■ **TASK OBJECTIVE**
Print the records below from the first line through the line containing "Where exactly is the blue", both included, word for word.
=======
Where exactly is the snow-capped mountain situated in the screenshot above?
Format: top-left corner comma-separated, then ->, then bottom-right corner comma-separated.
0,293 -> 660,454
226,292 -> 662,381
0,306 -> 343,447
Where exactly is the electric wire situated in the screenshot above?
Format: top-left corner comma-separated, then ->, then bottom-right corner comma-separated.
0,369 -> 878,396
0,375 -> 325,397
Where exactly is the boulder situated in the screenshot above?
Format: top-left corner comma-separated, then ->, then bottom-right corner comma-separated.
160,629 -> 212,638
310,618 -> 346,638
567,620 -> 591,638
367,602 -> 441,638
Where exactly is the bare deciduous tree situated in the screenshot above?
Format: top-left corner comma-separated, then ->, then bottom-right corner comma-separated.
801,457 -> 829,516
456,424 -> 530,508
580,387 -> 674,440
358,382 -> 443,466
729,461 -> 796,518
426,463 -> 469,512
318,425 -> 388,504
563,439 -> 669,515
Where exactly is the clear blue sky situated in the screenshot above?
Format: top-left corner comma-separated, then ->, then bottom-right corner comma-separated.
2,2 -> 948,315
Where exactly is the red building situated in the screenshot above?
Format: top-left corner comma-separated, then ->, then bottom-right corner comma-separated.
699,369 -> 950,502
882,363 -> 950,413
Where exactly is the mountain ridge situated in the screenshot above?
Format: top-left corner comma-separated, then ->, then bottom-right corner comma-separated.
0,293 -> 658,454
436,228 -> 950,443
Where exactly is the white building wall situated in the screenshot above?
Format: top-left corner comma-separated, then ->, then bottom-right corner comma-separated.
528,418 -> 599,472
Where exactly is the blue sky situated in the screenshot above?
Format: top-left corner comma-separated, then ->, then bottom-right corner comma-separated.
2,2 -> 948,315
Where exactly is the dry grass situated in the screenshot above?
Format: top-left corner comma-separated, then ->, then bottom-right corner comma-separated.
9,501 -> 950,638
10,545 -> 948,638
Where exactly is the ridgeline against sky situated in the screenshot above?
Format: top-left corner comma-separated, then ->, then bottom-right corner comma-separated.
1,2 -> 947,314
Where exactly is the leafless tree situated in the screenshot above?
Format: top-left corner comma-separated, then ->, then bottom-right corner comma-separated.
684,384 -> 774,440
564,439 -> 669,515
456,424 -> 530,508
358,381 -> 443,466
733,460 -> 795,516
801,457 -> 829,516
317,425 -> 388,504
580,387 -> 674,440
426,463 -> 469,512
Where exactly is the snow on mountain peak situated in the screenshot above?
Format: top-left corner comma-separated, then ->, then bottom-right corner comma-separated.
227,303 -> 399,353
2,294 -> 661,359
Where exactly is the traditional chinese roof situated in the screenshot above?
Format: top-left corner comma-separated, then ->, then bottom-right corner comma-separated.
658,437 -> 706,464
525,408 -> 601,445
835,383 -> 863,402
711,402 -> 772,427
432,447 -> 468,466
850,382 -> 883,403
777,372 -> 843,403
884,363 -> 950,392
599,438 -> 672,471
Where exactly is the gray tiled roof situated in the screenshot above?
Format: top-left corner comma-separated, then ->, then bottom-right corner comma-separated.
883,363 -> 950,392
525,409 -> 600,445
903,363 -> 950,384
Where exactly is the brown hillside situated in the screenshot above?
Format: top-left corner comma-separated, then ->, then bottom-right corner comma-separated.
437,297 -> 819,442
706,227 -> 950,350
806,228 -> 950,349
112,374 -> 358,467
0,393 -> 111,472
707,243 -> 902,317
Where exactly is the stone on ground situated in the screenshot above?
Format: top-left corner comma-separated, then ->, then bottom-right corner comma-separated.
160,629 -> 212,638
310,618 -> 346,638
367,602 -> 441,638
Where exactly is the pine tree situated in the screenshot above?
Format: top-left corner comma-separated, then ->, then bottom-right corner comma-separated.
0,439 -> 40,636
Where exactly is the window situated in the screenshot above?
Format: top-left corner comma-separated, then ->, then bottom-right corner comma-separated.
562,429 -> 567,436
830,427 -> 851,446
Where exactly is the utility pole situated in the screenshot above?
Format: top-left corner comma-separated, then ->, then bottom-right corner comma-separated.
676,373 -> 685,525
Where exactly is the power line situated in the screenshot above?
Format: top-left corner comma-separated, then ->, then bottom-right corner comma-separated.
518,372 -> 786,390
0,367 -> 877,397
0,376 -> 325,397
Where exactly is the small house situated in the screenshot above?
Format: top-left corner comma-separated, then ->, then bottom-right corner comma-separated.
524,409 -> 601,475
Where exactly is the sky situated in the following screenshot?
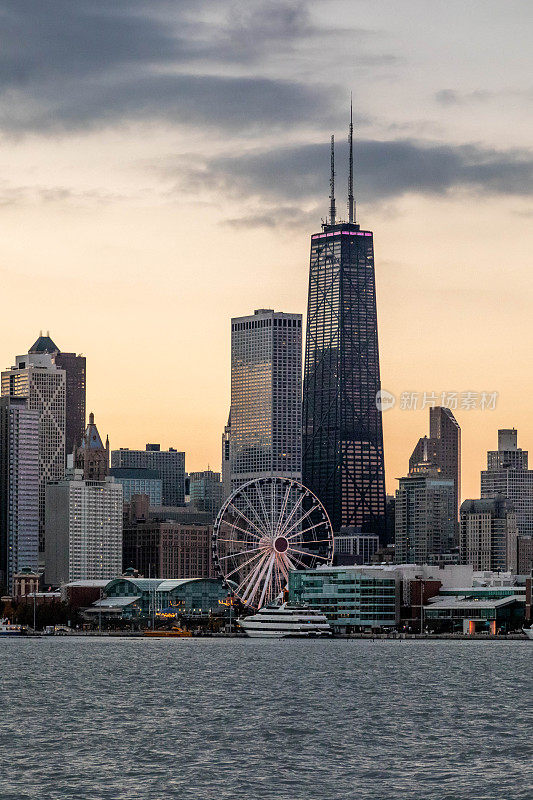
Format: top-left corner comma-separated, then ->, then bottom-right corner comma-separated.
0,0 -> 532,499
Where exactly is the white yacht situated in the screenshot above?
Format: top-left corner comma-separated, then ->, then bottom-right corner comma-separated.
238,602 -> 331,638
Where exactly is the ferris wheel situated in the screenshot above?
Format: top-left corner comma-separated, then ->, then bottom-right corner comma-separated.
213,477 -> 334,609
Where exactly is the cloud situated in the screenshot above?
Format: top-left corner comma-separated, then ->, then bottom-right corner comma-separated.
0,0 -> 349,134
175,138 -> 533,223
434,89 -> 493,106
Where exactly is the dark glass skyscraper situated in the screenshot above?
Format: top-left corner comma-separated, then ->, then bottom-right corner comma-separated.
302,123 -> 386,537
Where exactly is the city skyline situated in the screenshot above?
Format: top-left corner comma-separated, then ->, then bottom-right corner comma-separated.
0,2 -> 531,501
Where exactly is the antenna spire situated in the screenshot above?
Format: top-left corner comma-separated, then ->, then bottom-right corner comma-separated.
348,94 -> 355,224
329,134 -> 336,226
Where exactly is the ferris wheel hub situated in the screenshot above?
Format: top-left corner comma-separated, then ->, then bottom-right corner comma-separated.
273,536 -> 289,553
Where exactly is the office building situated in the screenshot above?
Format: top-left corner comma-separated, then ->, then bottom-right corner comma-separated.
45,471 -> 123,585
230,308 -> 302,491
333,528 -> 380,565
410,407 -> 461,518
27,333 -> 86,461
111,444 -> 185,506
302,123 -> 386,537
189,470 -> 223,519
122,521 -> 214,579
109,467 -> 162,507
75,412 -> 109,481
481,429 -> 533,537
2,346 -> 66,559
459,498 -> 518,572
395,460 -> 456,564
517,536 -> 533,575
221,411 -> 231,501
0,397 -> 39,592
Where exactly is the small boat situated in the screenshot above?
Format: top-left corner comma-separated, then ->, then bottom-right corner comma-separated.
0,618 -> 26,637
238,602 -> 331,638
523,627 -> 533,640
144,627 -> 192,638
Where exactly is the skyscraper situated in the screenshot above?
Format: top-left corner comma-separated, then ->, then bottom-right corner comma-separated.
302,115 -> 386,537
230,308 -> 302,492
481,429 -> 533,537
75,412 -> 109,481
28,334 -> 86,461
459,498 -> 518,572
409,407 -> 461,519
0,397 -> 39,592
2,348 -> 66,560
111,444 -> 185,506
221,411 -> 231,502
189,470 -> 223,519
=======
■ **ANSWER BOX**
Where exactly is the snow-capped mountain situated in the screenshot above?
Format: top-left corner comma-separated, then ->, then bottom-right corner comma-separated.
0,293 -> 660,454
226,292 -> 662,381
0,306 -> 343,447
Where exactly is the electric wire situated in the screenshot above?
Format: top-left corner comma-separated, then ->, then bottom-right corner comma-separated.
0,369 -> 878,396
0,375 -> 325,397
Where exactly is the boulder situated in the screenshot above?
Format: top-left corner comma-separated, then ->, then bottom-right corner comma-separated.
160,629 -> 212,638
310,618 -> 346,638
567,620 -> 591,638
367,602 -> 441,638
Where exactly is the bare deciduous tree situated in the screenshot above?
Format: top-left corner comma-separated, then ->, then bottom-right corner comma-separated.
801,457 -> 829,516
456,424 -> 530,508
580,387 -> 674,440
358,382 -> 443,466
729,461 -> 796,518
426,463 -> 469,512
318,425 -> 388,504
563,439 -> 669,515
Where exactly is the clear blue sky situated in the screenshot above?
Format: top-left corner comma-separated, then ->, then bottom-right corner comma-separated.
2,2 -> 948,315
Where exactly is the red building situated in the screenshot above?
Format: top-left corner comma-separated, then ->, then bottom-right corner comma-separated.
699,369 -> 950,502
882,363 -> 950,413
Where exactly is the mountain ridge situated in the screenshot above?
Format: top-left corner comma-separated, then ->, then bottom-right corner comma-separated.
0,293 -> 658,454
436,228 -> 950,443
Where exactly is the white building wall situated in the screenshot above?
Format: top-left corner comma-separated, then ->, then bottom-right corner comma-separated.
528,418 -> 599,472
Where exactly is the blue sky situated in the screenshot above?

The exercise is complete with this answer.